[MATERIAL FOR THIS EXERCISE]
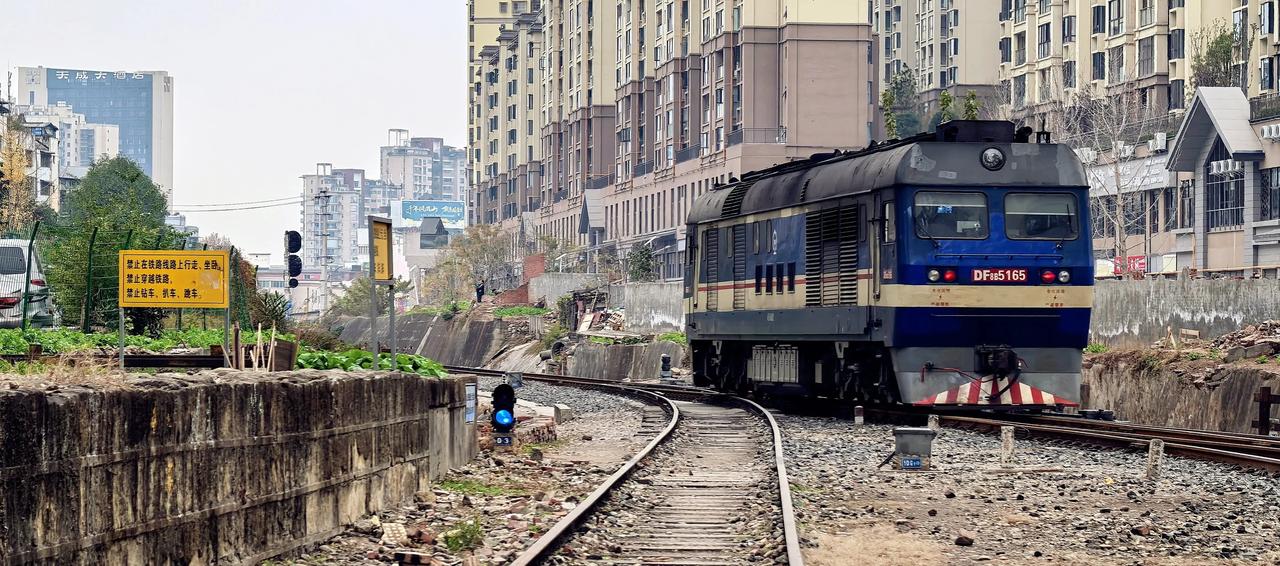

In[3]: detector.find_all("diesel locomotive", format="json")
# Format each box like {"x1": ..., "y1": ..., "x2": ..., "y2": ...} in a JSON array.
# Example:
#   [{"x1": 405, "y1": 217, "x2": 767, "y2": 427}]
[{"x1": 683, "y1": 120, "x2": 1091, "y2": 408}]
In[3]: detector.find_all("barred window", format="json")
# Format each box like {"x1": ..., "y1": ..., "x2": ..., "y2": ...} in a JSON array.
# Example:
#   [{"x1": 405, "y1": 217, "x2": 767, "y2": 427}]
[
  {"x1": 1163, "y1": 187, "x2": 1177, "y2": 232},
  {"x1": 1204, "y1": 138, "x2": 1244, "y2": 230},
  {"x1": 1179, "y1": 179, "x2": 1195, "y2": 229},
  {"x1": 1261, "y1": 168, "x2": 1280, "y2": 221}
]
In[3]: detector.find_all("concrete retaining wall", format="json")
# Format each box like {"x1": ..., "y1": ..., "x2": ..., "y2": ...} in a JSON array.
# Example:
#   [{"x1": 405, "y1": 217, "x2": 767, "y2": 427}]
[
  {"x1": 0, "y1": 370, "x2": 477, "y2": 564},
  {"x1": 1090, "y1": 278, "x2": 1280, "y2": 348},
  {"x1": 340, "y1": 312, "x2": 505, "y2": 367},
  {"x1": 1082, "y1": 354, "x2": 1280, "y2": 433},
  {"x1": 528, "y1": 273, "x2": 606, "y2": 304},
  {"x1": 566, "y1": 341, "x2": 686, "y2": 381},
  {"x1": 610, "y1": 282, "x2": 684, "y2": 333}
]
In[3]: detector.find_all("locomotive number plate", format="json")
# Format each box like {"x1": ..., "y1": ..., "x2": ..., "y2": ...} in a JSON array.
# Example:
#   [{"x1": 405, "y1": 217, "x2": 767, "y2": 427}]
[
  {"x1": 901, "y1": 457, "x2": 922, "y2": 470},
  {"x1": 972, "y1": 268, "x2": 1028, "y2": 283}
]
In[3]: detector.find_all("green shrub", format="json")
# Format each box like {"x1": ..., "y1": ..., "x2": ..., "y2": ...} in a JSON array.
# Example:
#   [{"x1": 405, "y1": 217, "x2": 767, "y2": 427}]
[
  {"x1": 589, "y1": 336, "x2": 615, "y2": 345},
  {"x1": 539, "y1": 324, "x2": 568, "y2": 350},
  {"x1": 295, "y1": 348, "x2": 446, "y2": 377},
  {"x1": 658, "y1": 332, "x2": 688, "y2": 345},
  {"x1": 0, "y1": 328, "x2": 294, "y2": 355},
  {"x1": 293, "y1": 323, "x2": 345, "y2": 351},
  {"x1": 443, "y1": 517, "x2": 485, "y2": 552},
  {"x1": 493, "y1": 306, "x2": 549, "y2": 318},
  {"x1": 1083, "y1": 343, "x2": 1107, "y2": 354}
]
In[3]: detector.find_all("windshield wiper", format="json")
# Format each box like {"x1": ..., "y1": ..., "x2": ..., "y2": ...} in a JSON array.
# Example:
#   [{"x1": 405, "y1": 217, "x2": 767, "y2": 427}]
[
  {"x1": 1055, "y1": 203, "x2": 1074, "y2": 250},
  {"x1": 916, "y1": 215, "x2": 942, "y2": 249}
]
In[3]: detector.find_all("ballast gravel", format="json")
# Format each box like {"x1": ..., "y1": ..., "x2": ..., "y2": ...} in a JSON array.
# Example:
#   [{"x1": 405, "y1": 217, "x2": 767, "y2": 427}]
[{"x1": 779, "y1": 415, "x2": 1280, "y2": 565}]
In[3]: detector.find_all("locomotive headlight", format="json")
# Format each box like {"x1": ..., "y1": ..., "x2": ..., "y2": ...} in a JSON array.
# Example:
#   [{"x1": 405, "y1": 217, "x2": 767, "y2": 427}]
[
  {"x1": 980, "y1": 147, "x2": 1006, "y2": 171},
  {"x1": 927, "y1": 269, "x2": 941, "y2": 282},
  {"x1": 1058, "y1": 270, "x2": 1071, "y2": 283}
]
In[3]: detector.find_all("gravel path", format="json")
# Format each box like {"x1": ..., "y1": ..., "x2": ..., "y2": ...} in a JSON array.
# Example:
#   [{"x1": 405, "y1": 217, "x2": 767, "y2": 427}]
[
  {"x1": 780, "y1": 414, "x2": 1280, "y2": 565},
  {"x1": 292, "y1": 379, "x2": 655, "y2": 565}
]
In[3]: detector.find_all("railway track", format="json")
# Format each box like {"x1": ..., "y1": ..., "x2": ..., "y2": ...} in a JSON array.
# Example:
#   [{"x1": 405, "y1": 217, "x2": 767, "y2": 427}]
[
  {"x1": 925, "y1": 412, "x2": 1280, "y2": 474},
  {"x1": 444, "y1": 365, "x2": 802, "y2": 566}
]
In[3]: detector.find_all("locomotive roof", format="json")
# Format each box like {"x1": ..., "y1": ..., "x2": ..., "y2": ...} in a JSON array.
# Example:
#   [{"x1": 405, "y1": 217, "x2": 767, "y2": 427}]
[{"x1": 687, "y1": 129, "x2": 1088, "y2": 225}]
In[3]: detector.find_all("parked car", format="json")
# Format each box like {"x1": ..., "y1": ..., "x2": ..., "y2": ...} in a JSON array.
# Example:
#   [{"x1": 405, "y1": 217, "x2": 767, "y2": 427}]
[{"x1": 0, "y1": 239, "x2": 54, "y2": 329}]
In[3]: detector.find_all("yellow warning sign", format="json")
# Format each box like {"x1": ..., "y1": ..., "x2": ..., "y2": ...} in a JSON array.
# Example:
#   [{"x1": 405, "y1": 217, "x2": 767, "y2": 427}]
[
  {"x1": 369, "y1": 216, "x2": 393, "y2": 282},
  {"x1": 118, "y1": 250, "x2": 230, "y2": 308}
]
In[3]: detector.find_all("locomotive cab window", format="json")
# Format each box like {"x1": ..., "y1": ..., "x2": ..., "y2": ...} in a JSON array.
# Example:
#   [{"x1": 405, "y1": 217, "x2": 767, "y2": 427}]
[
  {"x1": 1005, "y1": 193, "x2": 1079, "y2": 240},
  {"x1": 913, "y1": 191, "x2": 988, "y2": 239}
]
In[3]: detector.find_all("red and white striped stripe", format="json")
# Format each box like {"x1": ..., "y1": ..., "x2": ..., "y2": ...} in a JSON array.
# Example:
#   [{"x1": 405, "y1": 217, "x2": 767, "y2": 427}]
[{"x1": 913, "y1": 378, "x2": 1076, "y2": 407}]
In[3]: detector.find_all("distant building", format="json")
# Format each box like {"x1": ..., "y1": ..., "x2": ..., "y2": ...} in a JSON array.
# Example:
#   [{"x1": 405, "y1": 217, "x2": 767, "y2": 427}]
[
  {"x1": 16, "y1": 103, "x2": 119, "y2": 179},
  {"x1": 164, "y1": 213, "x2": 200, "y2": 249},
  {"x1": 19, "y1": 66, "x2": 174, "y2": 206},
  {"x1": 300, "y1": 163, "x2": 364, "y2": 271},
  {"x1": 1, "y1": 120, "x2": 63, "y2": 210},
  {"x1": 380, "y1": 129, "x2": 469, "y2": 202}
]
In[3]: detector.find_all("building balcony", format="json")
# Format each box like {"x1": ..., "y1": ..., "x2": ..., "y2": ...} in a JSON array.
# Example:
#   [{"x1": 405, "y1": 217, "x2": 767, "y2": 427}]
[
  {"x1": 585, "y1": 173, "x2": 615, "y2": 190},
  {"x1": 633, "y1": 160, "x2": 654, "y2": 177},
  {"x1": 727, "y1": 127, "x2": 787, "y2": 147},
  {"x1": 1252, "y1": 92, "x2": 1280, "y2": 122},
  {"x1": 674, "y1": 144, "x2": 702, "y2": 164}
]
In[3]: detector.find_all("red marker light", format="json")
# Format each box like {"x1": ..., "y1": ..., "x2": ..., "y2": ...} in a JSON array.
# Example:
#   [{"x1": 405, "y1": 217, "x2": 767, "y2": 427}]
[
  {"x1": 29, "y1": 279, "x2": 45, "y2": 286},
  {"x1": 1041, "y1": 270, "x2": 1056, "y2": 283},
  {"x1": 0, "y1": 297, "x2": 18, "y2": 308},
  {"x1": 943, "y1": 270, "x2": 957, "y2": 282}
]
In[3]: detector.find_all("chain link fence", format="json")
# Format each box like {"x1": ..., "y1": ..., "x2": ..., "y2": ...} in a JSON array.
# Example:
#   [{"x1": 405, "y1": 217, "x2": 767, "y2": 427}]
[{"x1": 1, "y1": 222, "x2": 256, "y2": 333}]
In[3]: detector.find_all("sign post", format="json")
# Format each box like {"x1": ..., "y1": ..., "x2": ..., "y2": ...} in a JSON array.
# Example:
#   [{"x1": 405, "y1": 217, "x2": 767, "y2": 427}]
[
  {"x1": 118, "y1": 249, "x2": 231, "y2": 368},
  {"x1": 368, "y1": 216, "x2": 394, "y2": 369}
]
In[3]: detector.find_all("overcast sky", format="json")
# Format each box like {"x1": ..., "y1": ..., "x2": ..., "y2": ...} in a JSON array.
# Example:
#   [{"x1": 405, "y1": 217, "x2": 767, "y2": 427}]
[{"x1": 2, "y1": 0, "x2": 466, "y2": 261}]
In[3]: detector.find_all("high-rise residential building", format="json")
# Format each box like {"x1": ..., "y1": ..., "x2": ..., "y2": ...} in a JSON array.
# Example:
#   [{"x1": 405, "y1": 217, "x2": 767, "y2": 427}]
[
  {"x1": 472, "y1": 8, "x2": 545, "y2": 228},
  {"x1": 380, "y1": 130, "x2": 469, "y2": 201},
  {"x1": 875, "y1": 1, "x2": 1005, "y2": 131},
  {"x1": 18, "y1": 67, "x2": 174, "y2": 205},
  {"x1": 468, "y1": 0, "x2": 877, "y2": 279},
  {"x1": 299, "y1": 163, "x2": 364, "y2": 271}
]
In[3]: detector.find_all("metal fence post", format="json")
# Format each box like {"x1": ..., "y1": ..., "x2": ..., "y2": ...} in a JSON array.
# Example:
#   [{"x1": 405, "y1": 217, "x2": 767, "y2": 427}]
[
  {"x1": 20, "y1": 221, "x2": 40, "y2": 331},
  {"x1": 82, "y1": 226, "x2": 98, "y2": 333},
  {"x1": 388, "y1": 284, "x2": 396, "y2": 368}
]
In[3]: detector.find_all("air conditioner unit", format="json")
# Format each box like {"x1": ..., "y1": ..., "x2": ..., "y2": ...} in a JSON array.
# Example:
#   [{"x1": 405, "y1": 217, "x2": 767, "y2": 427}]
[
  {"x1": 1116, "y1": 142, "x2": 1135, "y2": 158},
  {"x1": 1075, "y1": 147, "x2": 1097, "y2": 164},
  {"x1": 1147, "y1": 132, "x2": 1168, "y2": 152},
  {"x1": 1264, "y1": 124, "x2": 1280, "y2": 140}
]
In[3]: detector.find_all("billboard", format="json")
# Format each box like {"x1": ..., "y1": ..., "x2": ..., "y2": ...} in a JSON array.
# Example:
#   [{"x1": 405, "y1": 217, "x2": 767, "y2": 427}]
[{"x1": 396, "y1": 200, "x2": 466, "y2": 230}]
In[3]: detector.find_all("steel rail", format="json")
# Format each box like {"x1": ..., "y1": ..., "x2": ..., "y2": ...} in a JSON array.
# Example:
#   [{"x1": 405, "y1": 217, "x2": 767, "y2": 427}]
[
  {"x1": 448, "y1": 365, "x2": 803, "y2": 565},
  {"x1": 937, "y1": 415, "x2": 1280, "y2": 473},
  {"x1": 506, "y1": 379, "x2": 679, "y2": 566}
]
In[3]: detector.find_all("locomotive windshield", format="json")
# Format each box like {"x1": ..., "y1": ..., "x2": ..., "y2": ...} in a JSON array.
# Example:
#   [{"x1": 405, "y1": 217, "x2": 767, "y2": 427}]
[
  {"x1": 913, "y1": 191, "x2": 988, "y2": 239},
  {"x1": 1005, "y1": 193, "x2": 1079, "y2": 240}
]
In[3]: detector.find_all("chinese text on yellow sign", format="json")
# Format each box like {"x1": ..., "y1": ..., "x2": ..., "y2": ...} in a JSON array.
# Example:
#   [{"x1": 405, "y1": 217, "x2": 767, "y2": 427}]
[
  {"x1": 370, "y1": 217, "x2": 393, "y2": 282},
  {"x1": 118, "y1": 250, "x2": 230, "y2": 308}
]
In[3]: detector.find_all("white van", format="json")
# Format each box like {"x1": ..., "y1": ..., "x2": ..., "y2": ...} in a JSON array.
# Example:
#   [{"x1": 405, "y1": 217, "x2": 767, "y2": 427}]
[{"x1": 0, "y1": 239, "x2": 54, "y2": 329}]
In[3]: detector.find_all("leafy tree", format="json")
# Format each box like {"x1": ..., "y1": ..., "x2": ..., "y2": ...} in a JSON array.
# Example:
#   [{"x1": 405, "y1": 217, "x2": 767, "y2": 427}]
[
  {"x1": 880, "y1": 89, "x2": 899, "y2": 139},
  {"x1": 963, "y1": 90, "x2": 980, "y2": 120},
  {"x1": 328, "y1": 276, "x2": 414, "y2": 317},
  {"x1": 938, "y1": 90, "x2": 955, "y2": 122},
  {"x1": 42, "y1": 157, "x2": 170, "y2": 329},
  {"x1": 1190, "y1": 21, "x2": 1241, "y2": 93},
  {"x1": 627, "y1": 243, "x2": 658, "y2": 282},
  {"x1": 884, "y1": 69, "x2": 924, "y2": 137},
  {"x1": 0, "y1": 117, "x2": 35, "y2": 235},
  {"x1": 451, "y1": 224, "x2": 512, "y2": 288}
]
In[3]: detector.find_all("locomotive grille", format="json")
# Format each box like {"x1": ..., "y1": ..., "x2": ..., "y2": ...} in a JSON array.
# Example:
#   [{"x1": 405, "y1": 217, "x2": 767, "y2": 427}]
[
  {"x1": 805, "y1": 206, "x2": 859, "y2": 307},
  {"x1": 732, "y1": 224, "x2": 747, "y2": 310},
  {"x1": 705, "y1": 228, "x2": 719, "y2": 312},
  {"x1": 722, "y1": 183, "x2": 753, "y2": 217}
]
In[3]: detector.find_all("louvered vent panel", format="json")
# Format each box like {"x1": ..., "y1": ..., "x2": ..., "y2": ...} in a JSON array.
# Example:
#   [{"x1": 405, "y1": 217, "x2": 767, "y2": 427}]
[
  {"x1": 732, "y1": 224, "x2": 747, "y2": 310},
  {"x1": 804, "y1": 212, "x2": 823, "y2": 306},
  {"x1": 838, "y1": 206, "x2": 859, "y2": 305},
  {"x1": 705, "y1": 228, "x2": 719, "y2": 312}
]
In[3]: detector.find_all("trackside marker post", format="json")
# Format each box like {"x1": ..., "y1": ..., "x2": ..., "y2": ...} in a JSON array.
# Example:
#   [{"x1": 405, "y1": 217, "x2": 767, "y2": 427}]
[
  {"x1": 1000, "y1": 426, "x2": 1015, "y2": 468},
  {"x1": 1146, "y1": 439, "x2": 1165, "y2": 481}
]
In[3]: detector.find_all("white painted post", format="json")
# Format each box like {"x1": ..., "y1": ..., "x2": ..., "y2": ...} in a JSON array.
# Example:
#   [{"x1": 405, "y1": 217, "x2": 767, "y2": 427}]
[
  {"x1": 1145, "y1": 439, "x2": 1165, "y2": 481},
  {"x1": 1000, "y1": 426, "x2": 1015, "y2": 468},
  {"x1": 853, "y1": 405, "x2": 864, "y2": 425}
]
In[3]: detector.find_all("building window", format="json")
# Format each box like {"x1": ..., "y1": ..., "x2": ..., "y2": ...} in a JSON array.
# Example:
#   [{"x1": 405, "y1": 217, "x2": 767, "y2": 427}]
[
  {"x1": 1108, "y1": 0, "x2": 1124, "y2": 36},
  {"x1": 999, "y1": 37, "x2": 1011, "y2": 63},
  {"x1": 1107, "y1": 46, "x2": 1125, "y2": 84},
  {"x1": 1163, "y1": 187, "x2": 1178, "y2": 232},
  {"x1": 1015, "y1": 32, "x2": 1027, "y2": 65},
  {"x1": 1179, "y1": 180, "x2": 1195, "y2": 229},
  {"x1": 1138, "y1": 37, "x2": 1155, "y2": 77},
  {"x1": 1013, "y1": 74, "x2": 1027, "y2": 108},
  {"x1": 1063, "y1": 15, "x2": 1077, "y2": 43},
  {"x1": 1092, "y1": 51, "x2": 1106, "y2": 80},
  {"x1": 1092, "y1": 5, "x2": 1106, "y2": 34},
  {"x1": 1064, "y1": 61, "x2": 1077, "y2": 88},
  {"x1": 1169, "y1": 29, "x2": 1185, "y2": 59},
  {"x1": 1262, "y1": 168, "x2": 1280, "y2": 221},
  {"x1": 1169, "y1": 79, "x2": 1186, "y2": 109},
  {"x1": 1038, "y1": 23, "x2": 1051, "y2": 59},
  {"x1": 1138, "y1": 0, "x2": 1154, "y2": 27},
  {"x1": 1264, "y1": 2, "x2": 1277, "y2": 36},
  {"x1": 1263, "y1": 57, "x2": 1276, "y2": 91},
  {"x1": 1205, "y1": 138, "x2": 1245, "y2": 230}
]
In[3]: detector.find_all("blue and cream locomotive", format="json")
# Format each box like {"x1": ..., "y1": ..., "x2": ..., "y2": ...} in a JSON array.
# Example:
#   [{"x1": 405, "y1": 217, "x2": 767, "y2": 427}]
[{"x1": 684, "y1": 120, "x2": 1091, "y2": 408}]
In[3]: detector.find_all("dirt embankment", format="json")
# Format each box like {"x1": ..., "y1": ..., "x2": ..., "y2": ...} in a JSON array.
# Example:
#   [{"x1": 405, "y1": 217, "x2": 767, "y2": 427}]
[{"x1": 1083, "y1": 343, "x2": 1280, "y2": 433}]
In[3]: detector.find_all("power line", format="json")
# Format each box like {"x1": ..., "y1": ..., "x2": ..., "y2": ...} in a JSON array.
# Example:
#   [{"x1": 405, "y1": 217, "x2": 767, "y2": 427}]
[
  {"x1": 173, "y1": 195, "x2": 301, "y2": 207},
  {"x1": 173, "y1": 199, "x2": 302, "y2": 212}
]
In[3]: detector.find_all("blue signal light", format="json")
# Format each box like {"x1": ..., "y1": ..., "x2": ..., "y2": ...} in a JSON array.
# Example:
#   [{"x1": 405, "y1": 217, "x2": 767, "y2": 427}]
[{"x1": 495, "y1": 409, "x2": 515, "y2": 426}]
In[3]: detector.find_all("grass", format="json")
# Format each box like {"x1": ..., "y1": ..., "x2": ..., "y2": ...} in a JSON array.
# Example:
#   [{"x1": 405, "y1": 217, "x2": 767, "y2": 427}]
[
  {"x1": 443, "y1": 517, "x2": 485, "y2": 552},
  {"x1": 437, "y1": 478, "x2": 525, "y2": 496},
  {"x1": 521, "y1": 440, "x2": 563, "y2": 456},
  {"x1": 1185, "y1": 351, "x2": 1206, "y2": 361},
  {"x1": 494, "y1": 306, "x2": 549, "y2": 318},
  {"x1": 539, "y1": 324, "x2": 568, "y2": 350},
  {"x1": 588, "y1": 336, "x2": 615, "y2": 345},
  {"x1": 658, "y1": 332, "x2": 688, "y2": 345},
  {"x1": 1083, "y1": 343, "x2": 1108, "y2": 354}
]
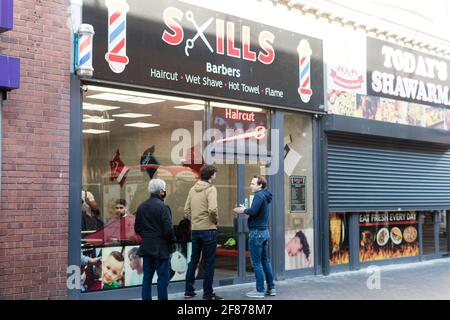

[TASK STATEMENT]
Your task is to list each line of the records with the word "blue".

[EXPECTED ANSWER]
In[3]: detector.find_all("blue and cream locomotive", format="json")
In[3]: detector.find_all("blue signal light", format="json")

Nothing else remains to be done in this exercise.